_WORK INSTRUCTION_
Copy out, from the entries below, each line that holds the string "photo".
-=-=-=-=-
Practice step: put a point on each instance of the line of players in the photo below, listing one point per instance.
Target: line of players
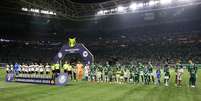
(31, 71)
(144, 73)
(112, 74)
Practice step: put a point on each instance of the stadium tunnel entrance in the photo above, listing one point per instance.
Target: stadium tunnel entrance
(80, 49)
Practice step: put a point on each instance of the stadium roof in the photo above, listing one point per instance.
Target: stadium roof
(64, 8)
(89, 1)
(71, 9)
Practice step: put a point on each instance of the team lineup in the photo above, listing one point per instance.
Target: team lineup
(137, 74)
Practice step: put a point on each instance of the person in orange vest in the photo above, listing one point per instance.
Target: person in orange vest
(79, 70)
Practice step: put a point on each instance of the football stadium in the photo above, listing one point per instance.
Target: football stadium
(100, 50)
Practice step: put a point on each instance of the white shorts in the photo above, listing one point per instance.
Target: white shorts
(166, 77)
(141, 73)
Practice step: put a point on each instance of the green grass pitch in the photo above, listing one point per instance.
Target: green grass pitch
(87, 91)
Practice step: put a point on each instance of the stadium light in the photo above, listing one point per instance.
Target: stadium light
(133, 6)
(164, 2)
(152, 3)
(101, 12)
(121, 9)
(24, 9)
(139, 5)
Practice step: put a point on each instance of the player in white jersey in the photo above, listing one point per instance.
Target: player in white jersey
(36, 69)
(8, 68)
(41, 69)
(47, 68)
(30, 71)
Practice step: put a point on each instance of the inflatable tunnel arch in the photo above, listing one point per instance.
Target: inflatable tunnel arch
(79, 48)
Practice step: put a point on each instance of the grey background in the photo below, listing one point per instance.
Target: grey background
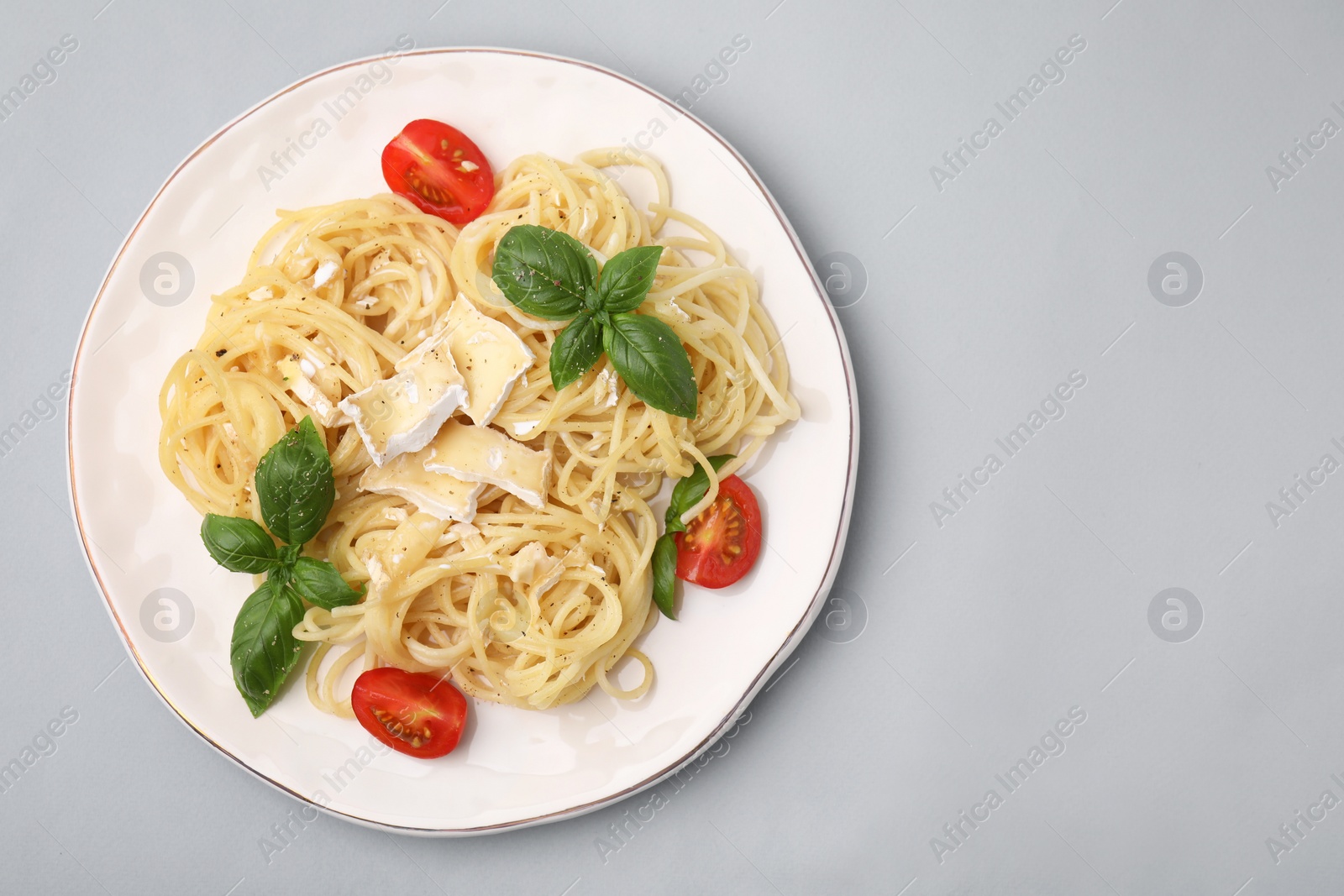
-=-=-=-=-
_ANSWER BOX_
Practice step: put a point on each instance of the line of players in the photo below, listing one point per instance.
Practice step: put a point on each instance of the stadium tunnel entrance in the photo above, listing one point per instance.
Practice step: put a point on each instance of the stadium roof in the photo above, listing one point per instance.
Practice step: put a point on each instance of the team lineup in the photo above, listing one point per instance.
Practice step: put a point on each instance of the person in orange vest in the photo above, listing one point per instance.
Practice step: put a point on each instance of the football stadium in the photo above, listing one point per instance.
Practice step: put a point on each instance of the white shorts in the photo above, listing one point per instance.
Practice step: put a point on each instance of the green grass pitch in the photo above, listing one point per instance.
Practice step: put a point on each instance of the stadium light in the photo above, listing one point per instance.
Practice step: put a point on each instance of the player in white jersey in the photo above, listing one point per instance.
Practice step: put a point on each instance of the inflatable tunnel arch in the photo above, listing one point per instance.
Practice step: put a point on each instance of the grey background in the photo below, listing one point per instance.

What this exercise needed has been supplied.